## TASK INSTRUCTIONS
List every line in the items below that contains the word "preceding", matching its case exactly.

## DATA FOR THIS TASK

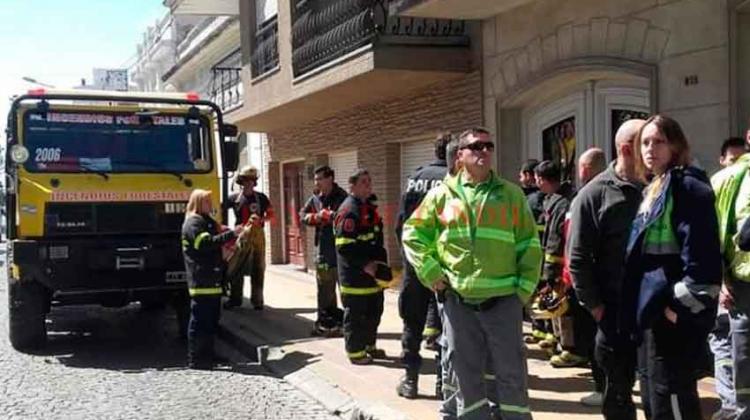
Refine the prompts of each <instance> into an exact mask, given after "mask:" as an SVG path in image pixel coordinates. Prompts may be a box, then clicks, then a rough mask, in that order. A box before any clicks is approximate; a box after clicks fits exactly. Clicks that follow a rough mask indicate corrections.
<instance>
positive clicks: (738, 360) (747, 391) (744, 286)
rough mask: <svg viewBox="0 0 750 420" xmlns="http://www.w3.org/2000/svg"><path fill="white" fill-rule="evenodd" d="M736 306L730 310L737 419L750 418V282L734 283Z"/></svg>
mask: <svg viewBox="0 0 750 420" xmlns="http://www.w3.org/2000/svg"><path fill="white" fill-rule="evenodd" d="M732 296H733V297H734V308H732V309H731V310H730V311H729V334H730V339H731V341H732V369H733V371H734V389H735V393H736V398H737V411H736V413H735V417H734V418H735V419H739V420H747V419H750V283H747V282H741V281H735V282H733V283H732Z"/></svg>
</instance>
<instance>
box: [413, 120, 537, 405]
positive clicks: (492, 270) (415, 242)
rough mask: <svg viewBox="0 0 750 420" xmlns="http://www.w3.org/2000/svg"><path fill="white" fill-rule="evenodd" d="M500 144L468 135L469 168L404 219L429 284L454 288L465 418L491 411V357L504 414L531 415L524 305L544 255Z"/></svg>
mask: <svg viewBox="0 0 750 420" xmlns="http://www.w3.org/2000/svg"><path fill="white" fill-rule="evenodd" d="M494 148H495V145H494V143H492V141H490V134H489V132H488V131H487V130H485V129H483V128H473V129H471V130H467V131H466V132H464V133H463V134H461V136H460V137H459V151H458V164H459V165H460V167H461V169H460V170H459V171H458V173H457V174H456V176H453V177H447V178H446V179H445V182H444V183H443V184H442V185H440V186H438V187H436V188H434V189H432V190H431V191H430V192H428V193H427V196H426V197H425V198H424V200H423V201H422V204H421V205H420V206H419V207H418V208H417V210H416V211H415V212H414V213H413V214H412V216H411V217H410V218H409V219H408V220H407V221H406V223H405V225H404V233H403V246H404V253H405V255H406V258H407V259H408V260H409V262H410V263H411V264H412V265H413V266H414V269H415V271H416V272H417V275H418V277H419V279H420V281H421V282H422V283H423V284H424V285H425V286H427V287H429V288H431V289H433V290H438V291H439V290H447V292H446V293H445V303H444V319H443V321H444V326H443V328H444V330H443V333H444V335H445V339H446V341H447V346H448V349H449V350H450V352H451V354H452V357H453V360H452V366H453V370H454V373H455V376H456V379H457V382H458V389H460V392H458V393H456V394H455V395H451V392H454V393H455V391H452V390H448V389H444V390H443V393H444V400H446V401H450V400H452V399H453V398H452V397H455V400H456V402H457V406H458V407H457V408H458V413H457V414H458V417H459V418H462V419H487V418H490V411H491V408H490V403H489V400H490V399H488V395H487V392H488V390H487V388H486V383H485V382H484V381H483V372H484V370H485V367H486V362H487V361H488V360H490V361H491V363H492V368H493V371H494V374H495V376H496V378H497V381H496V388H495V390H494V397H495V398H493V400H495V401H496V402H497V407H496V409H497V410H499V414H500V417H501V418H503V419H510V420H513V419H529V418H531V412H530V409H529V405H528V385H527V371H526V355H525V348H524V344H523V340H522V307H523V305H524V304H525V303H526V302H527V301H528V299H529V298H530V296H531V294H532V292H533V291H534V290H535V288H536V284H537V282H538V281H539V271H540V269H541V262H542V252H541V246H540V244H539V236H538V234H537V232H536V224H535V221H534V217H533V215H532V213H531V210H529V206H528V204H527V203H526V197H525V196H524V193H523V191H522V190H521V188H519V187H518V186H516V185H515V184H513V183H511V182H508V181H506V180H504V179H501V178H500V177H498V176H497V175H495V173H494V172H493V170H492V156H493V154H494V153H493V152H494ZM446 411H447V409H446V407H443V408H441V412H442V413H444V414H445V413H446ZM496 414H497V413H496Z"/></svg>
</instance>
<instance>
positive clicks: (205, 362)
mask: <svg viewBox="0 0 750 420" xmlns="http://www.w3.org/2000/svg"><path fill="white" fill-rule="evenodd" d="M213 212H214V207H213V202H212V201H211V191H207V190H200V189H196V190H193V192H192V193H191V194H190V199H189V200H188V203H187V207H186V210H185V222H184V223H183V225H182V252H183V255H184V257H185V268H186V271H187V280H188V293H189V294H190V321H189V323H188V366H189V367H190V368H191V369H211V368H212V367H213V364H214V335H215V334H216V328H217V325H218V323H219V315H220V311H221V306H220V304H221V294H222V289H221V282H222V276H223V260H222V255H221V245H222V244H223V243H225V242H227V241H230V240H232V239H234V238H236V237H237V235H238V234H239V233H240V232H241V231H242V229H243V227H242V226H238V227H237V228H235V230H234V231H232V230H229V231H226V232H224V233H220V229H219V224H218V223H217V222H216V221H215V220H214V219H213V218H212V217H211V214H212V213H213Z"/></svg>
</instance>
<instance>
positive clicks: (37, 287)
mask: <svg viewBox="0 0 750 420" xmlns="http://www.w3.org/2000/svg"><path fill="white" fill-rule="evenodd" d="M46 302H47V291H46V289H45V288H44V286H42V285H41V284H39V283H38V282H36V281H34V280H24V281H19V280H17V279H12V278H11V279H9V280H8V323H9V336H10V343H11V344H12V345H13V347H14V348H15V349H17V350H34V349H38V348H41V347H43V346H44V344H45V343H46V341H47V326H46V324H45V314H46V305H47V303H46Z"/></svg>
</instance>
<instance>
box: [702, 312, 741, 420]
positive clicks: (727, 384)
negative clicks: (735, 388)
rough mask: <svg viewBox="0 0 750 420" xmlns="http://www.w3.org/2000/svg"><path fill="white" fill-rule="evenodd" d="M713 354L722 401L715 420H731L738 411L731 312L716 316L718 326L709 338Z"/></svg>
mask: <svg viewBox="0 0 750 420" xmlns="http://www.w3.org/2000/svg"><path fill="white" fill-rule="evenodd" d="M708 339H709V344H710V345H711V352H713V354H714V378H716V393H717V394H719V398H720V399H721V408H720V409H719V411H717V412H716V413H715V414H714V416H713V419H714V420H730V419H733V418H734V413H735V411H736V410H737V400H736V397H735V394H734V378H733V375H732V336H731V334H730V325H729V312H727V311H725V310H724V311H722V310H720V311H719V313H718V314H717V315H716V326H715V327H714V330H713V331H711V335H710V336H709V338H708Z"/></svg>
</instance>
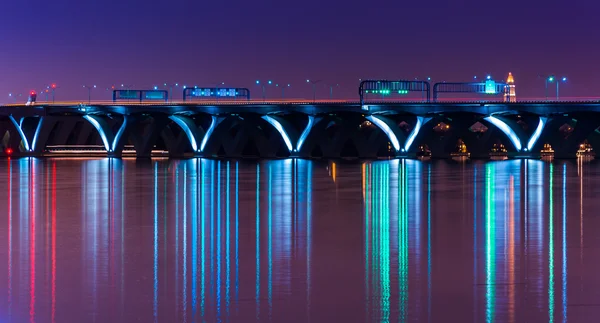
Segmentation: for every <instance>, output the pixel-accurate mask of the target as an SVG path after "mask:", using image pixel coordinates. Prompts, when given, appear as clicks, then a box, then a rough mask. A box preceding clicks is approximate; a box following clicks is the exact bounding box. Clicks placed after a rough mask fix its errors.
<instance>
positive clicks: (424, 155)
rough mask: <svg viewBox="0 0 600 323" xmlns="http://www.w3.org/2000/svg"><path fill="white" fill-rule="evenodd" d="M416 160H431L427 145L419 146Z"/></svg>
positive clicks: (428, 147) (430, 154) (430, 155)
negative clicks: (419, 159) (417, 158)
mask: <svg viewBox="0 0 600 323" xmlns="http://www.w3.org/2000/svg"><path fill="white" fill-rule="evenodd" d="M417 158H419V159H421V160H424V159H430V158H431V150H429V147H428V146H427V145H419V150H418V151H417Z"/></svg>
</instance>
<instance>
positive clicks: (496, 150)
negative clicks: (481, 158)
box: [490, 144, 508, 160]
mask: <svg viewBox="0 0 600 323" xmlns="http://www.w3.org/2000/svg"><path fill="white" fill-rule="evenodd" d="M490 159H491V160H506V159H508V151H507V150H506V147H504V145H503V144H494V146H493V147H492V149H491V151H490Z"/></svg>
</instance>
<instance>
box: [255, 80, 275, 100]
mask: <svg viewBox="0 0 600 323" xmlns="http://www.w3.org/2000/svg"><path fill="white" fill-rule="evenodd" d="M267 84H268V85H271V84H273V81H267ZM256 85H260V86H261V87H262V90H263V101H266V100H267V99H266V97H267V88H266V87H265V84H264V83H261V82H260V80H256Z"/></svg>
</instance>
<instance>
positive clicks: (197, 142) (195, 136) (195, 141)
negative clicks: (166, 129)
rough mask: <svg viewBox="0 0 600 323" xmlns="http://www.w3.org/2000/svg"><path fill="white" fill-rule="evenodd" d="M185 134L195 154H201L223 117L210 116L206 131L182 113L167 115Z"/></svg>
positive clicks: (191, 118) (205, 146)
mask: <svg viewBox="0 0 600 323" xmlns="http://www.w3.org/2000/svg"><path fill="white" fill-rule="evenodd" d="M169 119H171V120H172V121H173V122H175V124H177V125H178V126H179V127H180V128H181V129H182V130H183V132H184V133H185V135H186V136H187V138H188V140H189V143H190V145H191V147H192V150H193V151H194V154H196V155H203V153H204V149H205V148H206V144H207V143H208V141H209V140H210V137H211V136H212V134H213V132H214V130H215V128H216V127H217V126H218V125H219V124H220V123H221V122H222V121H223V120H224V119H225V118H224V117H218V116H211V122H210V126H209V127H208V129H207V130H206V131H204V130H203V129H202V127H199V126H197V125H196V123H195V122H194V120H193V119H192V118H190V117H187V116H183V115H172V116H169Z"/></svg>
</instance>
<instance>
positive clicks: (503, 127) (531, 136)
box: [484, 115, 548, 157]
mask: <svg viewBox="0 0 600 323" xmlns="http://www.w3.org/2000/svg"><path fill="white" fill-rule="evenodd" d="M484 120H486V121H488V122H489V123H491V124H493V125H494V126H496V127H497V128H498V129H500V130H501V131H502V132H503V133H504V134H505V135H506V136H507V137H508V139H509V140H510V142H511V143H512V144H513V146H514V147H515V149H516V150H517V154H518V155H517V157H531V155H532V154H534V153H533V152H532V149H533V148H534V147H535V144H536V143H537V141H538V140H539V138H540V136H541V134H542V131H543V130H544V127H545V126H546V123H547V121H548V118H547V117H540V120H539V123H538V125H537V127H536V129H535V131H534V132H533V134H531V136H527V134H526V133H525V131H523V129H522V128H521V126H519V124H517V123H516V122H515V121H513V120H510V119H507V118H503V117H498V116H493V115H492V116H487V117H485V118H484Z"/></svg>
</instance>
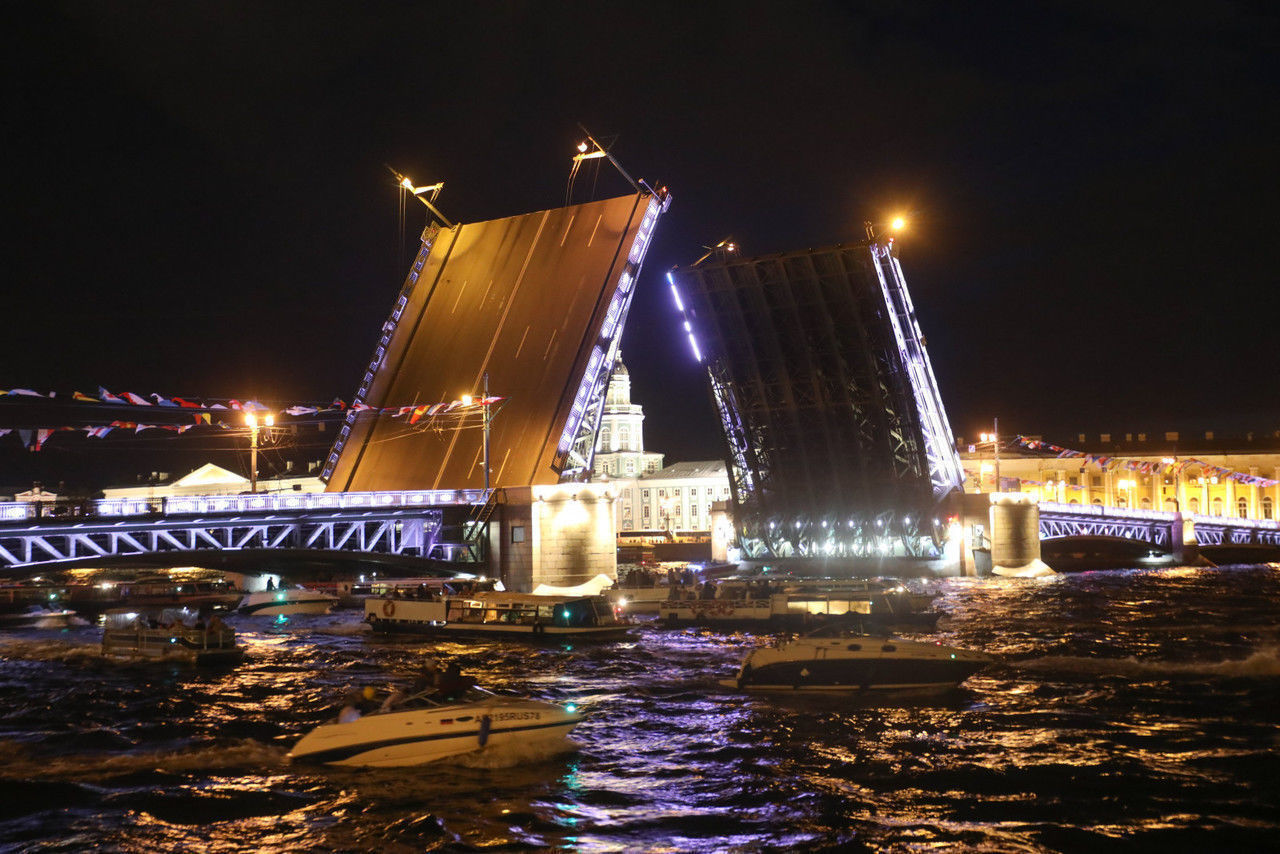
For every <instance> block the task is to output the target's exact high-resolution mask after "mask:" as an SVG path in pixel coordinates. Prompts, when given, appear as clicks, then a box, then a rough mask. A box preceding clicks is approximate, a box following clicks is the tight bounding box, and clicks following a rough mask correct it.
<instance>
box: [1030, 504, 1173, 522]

## RESPONSE TO THE TASK
Segmentation: for every <instance>, output the pixel-accurate mask of the target as an SVG path after "mask:", using image pixel coordinates. Prompts, when given, appear as clicks, then a box, then a rough mask. A box preceding clicks is approximate; a box following clicks is the exact bounding box. Clicks placed after a rough mask fix its errors.
For every <instance> block the task is to output the target's exact high-resolution mask after "mask:" as an SVG path in pixel coordinates. Prompts, when given, appear as clicks, then a box, then a rough mask. A box preceding clicks is approximate, a box following clicks is the tight bounding box, and clicks following a rough mask correct it.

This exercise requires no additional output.